▶ **Task objective**: Exactly reproduce the line that contains "of the mown" and all lines after it in the entries below, through the very last line.

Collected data
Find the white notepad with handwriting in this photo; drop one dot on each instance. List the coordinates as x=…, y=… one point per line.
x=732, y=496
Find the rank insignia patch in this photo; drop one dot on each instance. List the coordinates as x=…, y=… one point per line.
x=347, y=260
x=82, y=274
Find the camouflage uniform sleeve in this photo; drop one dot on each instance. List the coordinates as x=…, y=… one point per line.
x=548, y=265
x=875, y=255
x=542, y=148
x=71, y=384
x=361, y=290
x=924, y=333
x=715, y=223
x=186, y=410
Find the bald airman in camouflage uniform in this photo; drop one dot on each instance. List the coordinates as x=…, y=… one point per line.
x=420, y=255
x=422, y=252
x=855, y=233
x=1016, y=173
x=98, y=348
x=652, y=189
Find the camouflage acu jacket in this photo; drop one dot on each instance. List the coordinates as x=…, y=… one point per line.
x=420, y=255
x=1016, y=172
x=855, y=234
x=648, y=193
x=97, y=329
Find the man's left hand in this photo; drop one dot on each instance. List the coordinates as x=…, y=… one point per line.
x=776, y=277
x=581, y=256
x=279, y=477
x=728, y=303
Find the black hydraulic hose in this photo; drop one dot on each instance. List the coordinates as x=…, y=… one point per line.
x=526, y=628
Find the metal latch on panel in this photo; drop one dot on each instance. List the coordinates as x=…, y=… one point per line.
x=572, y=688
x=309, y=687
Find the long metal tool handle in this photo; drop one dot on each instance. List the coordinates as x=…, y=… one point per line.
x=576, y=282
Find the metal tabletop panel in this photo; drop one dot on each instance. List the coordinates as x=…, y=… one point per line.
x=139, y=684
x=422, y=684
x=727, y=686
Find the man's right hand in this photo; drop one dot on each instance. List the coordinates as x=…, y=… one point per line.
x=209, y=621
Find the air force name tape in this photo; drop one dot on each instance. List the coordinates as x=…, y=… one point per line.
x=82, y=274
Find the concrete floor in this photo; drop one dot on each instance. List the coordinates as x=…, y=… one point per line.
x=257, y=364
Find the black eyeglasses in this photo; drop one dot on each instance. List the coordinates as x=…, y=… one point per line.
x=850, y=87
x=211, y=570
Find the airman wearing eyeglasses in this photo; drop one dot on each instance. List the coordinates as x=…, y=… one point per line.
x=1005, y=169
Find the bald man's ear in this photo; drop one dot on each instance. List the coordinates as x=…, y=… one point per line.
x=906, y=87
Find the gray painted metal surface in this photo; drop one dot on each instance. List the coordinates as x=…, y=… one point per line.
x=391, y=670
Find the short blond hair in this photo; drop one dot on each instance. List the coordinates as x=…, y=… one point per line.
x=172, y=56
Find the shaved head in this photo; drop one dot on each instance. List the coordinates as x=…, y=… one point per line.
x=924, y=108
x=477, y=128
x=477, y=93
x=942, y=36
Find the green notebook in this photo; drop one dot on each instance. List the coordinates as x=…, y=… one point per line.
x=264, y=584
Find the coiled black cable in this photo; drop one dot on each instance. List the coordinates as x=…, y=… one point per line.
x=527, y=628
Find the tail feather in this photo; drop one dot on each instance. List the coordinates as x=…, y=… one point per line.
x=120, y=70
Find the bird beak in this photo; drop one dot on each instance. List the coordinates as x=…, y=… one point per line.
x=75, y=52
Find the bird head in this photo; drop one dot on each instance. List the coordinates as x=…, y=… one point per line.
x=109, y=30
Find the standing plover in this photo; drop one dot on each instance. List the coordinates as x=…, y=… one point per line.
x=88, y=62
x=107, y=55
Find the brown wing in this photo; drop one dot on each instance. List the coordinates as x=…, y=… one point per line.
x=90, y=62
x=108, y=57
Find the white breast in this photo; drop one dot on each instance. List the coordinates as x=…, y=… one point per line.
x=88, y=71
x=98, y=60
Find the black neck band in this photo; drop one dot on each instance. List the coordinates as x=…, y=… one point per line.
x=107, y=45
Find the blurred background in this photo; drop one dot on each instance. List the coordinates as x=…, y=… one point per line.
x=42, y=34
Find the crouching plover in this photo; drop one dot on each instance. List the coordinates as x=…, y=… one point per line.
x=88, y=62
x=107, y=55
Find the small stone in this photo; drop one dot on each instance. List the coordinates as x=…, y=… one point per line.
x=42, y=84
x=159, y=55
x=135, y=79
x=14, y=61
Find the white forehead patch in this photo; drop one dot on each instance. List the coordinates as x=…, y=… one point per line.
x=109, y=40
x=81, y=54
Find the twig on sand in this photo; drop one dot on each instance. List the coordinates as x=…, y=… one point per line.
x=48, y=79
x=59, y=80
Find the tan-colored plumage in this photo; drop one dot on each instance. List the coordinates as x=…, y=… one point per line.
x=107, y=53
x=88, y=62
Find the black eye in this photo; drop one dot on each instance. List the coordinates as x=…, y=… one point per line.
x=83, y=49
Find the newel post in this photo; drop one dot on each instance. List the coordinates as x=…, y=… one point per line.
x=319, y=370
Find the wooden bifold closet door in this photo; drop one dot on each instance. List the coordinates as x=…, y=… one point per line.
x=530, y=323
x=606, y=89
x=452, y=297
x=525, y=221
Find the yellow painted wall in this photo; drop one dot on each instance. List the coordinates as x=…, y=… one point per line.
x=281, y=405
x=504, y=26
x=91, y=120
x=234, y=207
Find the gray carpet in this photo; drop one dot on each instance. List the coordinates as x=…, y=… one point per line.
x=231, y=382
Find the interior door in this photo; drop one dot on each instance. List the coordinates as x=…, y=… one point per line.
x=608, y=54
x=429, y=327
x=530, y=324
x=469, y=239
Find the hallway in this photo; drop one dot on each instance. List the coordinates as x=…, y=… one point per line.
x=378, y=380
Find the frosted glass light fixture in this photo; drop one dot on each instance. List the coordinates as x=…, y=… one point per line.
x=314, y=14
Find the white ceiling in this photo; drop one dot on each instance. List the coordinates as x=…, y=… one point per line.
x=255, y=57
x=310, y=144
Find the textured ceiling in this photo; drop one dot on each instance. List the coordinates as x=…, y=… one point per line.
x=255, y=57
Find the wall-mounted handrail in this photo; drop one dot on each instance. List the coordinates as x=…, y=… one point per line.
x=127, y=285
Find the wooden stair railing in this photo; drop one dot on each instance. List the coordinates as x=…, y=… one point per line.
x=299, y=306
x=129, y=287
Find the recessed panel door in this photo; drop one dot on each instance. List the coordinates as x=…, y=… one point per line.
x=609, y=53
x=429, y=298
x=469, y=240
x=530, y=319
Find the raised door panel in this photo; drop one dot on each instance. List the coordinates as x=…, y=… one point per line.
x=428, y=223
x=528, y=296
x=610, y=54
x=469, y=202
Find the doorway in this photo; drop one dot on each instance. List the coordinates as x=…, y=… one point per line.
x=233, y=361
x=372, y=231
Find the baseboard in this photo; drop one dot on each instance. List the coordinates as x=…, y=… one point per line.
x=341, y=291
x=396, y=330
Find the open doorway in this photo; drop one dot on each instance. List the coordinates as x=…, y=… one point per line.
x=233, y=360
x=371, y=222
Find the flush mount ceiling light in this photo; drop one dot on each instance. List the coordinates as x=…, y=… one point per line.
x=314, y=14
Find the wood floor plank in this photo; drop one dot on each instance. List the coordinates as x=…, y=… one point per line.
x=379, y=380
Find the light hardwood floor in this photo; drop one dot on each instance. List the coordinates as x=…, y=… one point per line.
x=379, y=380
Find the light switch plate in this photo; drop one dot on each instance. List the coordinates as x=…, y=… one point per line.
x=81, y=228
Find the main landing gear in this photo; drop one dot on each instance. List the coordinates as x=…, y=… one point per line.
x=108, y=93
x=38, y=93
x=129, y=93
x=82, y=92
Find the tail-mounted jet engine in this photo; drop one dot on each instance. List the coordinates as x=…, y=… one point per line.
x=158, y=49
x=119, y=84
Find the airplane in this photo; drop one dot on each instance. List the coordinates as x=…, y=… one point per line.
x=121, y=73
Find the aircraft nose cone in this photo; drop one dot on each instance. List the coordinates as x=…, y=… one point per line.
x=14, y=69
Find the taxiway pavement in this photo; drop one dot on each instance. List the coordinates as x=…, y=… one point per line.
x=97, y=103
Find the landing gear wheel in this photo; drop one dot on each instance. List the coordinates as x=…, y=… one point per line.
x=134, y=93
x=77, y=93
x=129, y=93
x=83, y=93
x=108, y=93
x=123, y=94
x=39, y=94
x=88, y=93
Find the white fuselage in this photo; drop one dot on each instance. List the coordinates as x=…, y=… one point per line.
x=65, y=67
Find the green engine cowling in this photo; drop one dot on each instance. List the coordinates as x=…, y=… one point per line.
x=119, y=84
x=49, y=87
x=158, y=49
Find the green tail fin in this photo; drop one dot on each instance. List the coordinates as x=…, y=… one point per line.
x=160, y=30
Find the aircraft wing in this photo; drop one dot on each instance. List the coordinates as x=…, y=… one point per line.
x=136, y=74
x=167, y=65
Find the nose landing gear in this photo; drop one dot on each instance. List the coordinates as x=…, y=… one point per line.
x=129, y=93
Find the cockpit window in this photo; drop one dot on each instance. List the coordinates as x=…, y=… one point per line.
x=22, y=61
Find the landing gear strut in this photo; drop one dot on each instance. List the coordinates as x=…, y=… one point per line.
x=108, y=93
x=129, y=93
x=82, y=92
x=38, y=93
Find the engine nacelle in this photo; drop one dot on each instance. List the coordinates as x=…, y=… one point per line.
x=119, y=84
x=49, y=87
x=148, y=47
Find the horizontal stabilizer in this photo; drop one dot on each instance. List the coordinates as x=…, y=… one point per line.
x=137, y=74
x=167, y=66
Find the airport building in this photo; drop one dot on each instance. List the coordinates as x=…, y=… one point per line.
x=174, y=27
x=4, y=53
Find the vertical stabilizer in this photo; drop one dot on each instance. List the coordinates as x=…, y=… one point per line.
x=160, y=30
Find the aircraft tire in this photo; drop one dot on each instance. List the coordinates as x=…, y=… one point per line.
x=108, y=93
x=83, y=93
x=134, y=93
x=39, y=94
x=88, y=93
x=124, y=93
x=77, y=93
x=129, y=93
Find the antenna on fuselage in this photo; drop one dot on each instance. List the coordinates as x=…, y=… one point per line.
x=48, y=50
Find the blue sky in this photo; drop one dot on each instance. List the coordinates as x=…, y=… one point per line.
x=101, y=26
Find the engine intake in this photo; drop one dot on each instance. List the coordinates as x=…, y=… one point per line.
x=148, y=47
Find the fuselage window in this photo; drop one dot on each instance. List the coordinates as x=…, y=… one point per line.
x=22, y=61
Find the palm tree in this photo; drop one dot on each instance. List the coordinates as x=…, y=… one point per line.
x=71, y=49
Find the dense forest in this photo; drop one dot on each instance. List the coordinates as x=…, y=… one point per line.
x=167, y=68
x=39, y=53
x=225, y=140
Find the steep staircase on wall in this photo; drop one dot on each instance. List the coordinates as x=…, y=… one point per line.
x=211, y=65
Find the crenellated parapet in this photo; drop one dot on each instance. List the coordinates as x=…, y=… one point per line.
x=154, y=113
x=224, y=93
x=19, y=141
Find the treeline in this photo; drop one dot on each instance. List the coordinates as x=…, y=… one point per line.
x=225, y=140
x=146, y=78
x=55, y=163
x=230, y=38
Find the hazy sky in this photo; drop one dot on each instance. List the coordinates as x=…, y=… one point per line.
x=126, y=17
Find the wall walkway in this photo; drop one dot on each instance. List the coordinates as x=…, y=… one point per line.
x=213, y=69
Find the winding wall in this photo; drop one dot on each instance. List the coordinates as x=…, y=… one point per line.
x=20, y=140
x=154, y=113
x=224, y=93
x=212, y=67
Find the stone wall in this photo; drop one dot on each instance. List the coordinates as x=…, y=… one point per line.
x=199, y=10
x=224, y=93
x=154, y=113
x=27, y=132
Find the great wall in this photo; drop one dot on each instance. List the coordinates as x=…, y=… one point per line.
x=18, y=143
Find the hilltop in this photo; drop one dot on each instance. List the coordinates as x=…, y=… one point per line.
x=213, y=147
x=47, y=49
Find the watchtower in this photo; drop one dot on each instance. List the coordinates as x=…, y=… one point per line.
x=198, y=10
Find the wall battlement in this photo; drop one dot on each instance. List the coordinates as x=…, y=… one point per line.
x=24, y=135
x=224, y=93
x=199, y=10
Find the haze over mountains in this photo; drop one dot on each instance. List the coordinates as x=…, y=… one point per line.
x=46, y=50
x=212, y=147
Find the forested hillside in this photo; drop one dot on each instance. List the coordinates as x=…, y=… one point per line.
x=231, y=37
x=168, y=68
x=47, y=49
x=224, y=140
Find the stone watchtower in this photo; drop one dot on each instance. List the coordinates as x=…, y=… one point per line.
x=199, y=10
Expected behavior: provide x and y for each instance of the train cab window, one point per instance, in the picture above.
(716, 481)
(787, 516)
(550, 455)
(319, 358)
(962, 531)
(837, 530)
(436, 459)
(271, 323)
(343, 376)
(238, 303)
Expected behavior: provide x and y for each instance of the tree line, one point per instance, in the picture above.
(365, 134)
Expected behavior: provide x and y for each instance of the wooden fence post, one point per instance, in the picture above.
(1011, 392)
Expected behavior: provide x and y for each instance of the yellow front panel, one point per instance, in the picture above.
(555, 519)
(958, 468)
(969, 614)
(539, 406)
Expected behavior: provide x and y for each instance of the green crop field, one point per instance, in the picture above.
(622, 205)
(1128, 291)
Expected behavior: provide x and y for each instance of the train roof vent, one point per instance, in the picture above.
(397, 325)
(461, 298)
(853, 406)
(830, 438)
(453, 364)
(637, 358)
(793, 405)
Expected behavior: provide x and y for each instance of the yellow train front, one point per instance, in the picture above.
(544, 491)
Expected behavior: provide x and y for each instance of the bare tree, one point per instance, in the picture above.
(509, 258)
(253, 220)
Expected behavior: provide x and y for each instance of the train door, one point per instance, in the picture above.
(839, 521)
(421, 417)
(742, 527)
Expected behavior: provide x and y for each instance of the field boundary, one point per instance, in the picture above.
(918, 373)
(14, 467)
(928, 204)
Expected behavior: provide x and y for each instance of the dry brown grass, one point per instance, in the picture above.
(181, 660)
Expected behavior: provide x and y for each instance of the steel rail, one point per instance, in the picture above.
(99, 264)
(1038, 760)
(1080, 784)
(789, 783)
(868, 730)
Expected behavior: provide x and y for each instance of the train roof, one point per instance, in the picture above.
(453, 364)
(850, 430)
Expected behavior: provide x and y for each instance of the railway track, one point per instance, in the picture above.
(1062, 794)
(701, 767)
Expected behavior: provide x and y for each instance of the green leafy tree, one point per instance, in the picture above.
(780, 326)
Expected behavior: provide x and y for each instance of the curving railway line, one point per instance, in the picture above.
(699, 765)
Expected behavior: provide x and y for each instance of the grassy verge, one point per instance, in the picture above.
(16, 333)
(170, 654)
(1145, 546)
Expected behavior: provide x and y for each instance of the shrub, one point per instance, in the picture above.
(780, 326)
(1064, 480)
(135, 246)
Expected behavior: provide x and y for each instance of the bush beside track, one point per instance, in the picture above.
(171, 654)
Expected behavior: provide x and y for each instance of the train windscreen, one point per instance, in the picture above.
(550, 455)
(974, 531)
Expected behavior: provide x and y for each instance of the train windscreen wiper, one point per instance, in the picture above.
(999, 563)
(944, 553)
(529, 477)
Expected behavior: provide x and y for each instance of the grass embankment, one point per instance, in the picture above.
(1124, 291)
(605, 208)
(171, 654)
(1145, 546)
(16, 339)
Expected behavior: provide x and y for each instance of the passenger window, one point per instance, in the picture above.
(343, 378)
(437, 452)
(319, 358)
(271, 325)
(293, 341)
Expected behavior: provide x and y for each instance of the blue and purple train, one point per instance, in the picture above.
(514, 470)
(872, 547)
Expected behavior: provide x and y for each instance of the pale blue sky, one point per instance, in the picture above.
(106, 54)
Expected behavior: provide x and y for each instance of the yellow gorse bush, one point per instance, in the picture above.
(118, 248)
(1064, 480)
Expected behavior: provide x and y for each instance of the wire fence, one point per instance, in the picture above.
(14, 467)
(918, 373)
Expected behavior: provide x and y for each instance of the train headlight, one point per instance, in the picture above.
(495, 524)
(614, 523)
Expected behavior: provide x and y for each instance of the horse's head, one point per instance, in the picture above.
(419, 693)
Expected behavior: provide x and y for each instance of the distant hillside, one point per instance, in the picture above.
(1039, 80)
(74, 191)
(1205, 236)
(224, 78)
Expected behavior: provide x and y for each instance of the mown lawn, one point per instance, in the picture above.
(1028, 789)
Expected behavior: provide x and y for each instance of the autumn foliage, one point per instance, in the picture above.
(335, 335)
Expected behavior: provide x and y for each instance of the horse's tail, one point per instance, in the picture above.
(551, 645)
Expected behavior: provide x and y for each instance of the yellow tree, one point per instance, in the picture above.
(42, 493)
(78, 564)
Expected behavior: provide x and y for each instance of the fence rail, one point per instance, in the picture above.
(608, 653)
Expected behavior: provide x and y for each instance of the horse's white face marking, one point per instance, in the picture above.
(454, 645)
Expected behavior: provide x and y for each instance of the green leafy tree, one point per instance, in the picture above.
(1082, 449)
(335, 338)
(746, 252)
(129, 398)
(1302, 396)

▶ **Result of this task**:
Expected behavior: provide x and y for each instance of the mown lawn, one point per instance, in the picture above.
(1028, 789)
Expected behavior: provide x and y for each instance of the autumn foliage, one point per instance, in the picture above.
(335, 335)
Expected behavior: provide x and y for each instance of the horse's tail, one point per instance, in the picture above.
(551, 645)
Expected behavior: provide x and y for each instance of the yellow tree, one point per instance, in the picture above.
(42, 493)
(78, 564)
Expected behavior: provide x and y for each instance of the fence rail, one point per instance, in the picture above.
(608, 653)
Expected behavior: provide x and y for each instance of the horse's white face marking, one point per instance, in the picture above.
(454, 645)
Expected behavior: provide x and y for each instance of the green leafy tree, one point per instance, in the picture above.
(1082, 449)
(335, 338)
(746, 252)
(129, 398)
(1302, 396)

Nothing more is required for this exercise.